#### [About this exercise]
Every line that contains the word "stone" should be copied from the records below.

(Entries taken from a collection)
####################

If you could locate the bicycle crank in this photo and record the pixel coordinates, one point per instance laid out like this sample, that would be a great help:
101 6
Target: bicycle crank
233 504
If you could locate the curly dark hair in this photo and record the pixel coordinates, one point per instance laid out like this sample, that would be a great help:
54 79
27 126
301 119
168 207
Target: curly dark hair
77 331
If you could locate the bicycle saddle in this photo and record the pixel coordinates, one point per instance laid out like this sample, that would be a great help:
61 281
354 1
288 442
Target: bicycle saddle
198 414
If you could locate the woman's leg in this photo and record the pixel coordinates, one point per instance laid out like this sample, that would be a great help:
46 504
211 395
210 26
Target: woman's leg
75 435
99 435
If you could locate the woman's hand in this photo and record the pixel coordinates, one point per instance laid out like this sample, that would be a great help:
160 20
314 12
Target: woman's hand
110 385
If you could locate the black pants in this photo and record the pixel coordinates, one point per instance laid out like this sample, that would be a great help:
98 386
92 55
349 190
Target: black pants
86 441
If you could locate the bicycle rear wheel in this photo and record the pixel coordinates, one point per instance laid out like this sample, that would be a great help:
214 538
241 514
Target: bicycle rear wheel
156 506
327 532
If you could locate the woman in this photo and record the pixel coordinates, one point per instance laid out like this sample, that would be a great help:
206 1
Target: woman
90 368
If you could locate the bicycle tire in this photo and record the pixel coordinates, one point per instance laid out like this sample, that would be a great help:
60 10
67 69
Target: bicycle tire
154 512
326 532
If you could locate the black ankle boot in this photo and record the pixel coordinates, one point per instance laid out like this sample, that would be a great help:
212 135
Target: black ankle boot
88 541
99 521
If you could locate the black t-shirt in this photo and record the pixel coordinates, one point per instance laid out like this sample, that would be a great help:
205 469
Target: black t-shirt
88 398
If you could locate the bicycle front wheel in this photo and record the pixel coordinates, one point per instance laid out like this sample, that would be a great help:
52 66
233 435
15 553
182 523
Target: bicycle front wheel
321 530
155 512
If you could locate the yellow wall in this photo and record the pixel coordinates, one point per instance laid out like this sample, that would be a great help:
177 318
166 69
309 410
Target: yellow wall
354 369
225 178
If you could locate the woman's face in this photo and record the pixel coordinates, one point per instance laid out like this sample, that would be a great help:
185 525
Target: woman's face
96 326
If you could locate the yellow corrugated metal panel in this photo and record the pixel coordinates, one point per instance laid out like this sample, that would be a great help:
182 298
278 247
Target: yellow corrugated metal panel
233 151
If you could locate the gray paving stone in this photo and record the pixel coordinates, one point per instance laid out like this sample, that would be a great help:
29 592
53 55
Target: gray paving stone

####################

#### [Written reply]
If you could locate the gray paving stone in this photo and record the pixel coordinates, one point per instance laid out like this sample, that would be a great help:
Target: gray paving stone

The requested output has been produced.